__Set problem__
Lay out the lines as a two-column CSV with the headers text and answer. Start at the line containing "fish scale, indicate" and run to the end of the lines. Give one row per line paired with its answer, put each field in quotes, and turn any line breaks into spaces.

__Material shown__
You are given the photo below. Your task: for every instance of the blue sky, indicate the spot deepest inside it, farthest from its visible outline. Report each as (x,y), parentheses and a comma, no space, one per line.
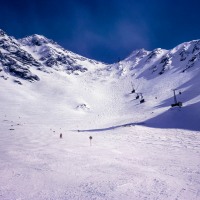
(104,30)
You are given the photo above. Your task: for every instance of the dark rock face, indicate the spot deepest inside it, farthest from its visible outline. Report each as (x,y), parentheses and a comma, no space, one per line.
(15,60)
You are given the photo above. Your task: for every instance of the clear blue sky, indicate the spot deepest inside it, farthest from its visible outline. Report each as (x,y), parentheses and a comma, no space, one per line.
(104,29)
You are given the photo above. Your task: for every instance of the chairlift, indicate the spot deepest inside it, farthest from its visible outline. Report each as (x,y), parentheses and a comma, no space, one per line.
(142,101)
(137,97)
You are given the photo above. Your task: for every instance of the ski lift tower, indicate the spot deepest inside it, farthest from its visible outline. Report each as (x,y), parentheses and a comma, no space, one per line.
(142,98)
(176,103)
(133,89)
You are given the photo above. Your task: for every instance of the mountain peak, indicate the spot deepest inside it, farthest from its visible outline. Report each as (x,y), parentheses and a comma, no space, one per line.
(35,40)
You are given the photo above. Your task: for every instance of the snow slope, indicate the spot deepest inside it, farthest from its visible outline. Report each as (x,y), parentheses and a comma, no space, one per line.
(139,151)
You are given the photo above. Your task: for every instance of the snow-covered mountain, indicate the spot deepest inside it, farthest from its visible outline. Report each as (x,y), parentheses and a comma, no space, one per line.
(20,57)
(142,148)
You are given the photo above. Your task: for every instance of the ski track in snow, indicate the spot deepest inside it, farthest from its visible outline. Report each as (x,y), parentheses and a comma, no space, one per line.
(127,159)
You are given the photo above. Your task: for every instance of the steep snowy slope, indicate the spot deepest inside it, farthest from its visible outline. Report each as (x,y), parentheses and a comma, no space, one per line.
(139,150)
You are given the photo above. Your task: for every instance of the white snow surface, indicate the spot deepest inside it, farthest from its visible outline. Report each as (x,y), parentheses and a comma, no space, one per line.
(137,152)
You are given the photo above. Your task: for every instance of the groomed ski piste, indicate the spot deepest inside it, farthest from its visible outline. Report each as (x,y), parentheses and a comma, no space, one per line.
(138,150)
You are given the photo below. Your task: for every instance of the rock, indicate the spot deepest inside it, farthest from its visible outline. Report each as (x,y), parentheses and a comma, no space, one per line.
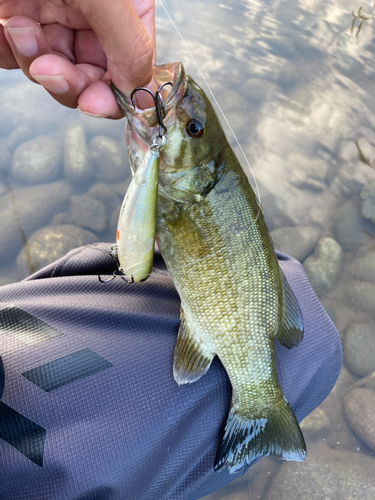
(24,211)
(78,166)
(368,205)
(51,243)
(110,159)
(108,195)
(363,268)
(361,296)
(5,156)
(359,410)
(296,241)
(316,424)
(310,173)
(325,475)
(349,227)
(340,437)
(323,268)
(352,180)
(89,213)
(359,349)
(37,161)
(256,90)
(18,136)
(29,104)
(97,126)
(273,214)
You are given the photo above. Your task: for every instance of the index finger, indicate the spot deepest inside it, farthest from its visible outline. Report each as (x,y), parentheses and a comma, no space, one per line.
(126,31)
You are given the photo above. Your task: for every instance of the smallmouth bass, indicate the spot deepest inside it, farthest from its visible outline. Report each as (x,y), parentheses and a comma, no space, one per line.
(235,299)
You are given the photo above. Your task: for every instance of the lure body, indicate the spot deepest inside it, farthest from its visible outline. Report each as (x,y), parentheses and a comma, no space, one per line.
(137,221)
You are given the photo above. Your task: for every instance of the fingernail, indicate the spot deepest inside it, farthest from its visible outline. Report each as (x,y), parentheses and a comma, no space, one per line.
(24,40)
(91,114)
(55,84)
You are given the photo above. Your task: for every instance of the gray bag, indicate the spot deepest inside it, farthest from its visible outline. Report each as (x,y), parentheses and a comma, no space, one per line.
(90,409)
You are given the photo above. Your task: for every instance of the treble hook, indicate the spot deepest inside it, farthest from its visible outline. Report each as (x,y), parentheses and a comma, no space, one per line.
(159,106)
(117,271)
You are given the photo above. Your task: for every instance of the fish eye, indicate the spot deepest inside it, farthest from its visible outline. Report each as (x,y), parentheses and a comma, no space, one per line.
(195,128)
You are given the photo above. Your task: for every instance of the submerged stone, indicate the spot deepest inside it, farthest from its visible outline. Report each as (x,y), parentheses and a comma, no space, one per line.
(88,213)
(296,241)
(323,268)
(110,159)
(361,296)
(359,410)
(368,205)
(359,349)
(37,161)
(78,166)
(49,244)
(325,474)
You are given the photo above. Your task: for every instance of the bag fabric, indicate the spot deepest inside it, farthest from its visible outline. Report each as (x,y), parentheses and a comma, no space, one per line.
(90,409)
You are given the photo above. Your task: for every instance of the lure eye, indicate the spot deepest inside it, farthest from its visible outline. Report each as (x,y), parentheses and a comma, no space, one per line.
(195,128)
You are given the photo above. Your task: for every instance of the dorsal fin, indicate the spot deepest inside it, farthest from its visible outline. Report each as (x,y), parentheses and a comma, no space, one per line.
(290,333)
(191,357)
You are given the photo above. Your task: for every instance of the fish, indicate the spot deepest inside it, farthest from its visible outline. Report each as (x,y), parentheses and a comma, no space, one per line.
(135,236)
(235,299)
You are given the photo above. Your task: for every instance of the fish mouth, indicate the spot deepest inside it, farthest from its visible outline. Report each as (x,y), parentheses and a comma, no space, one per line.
(144,122)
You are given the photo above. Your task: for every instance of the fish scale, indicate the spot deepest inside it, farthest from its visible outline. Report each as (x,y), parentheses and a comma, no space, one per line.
(234,298)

__Answer to this task__
text,answer
"You are given the photo above. Your task: for every instance of the fish scale, indicate the spot deepest inside it, farthest from its visible outline. Report each as (x,y), parentheses and a comma, no space, one per line.","(234,298)"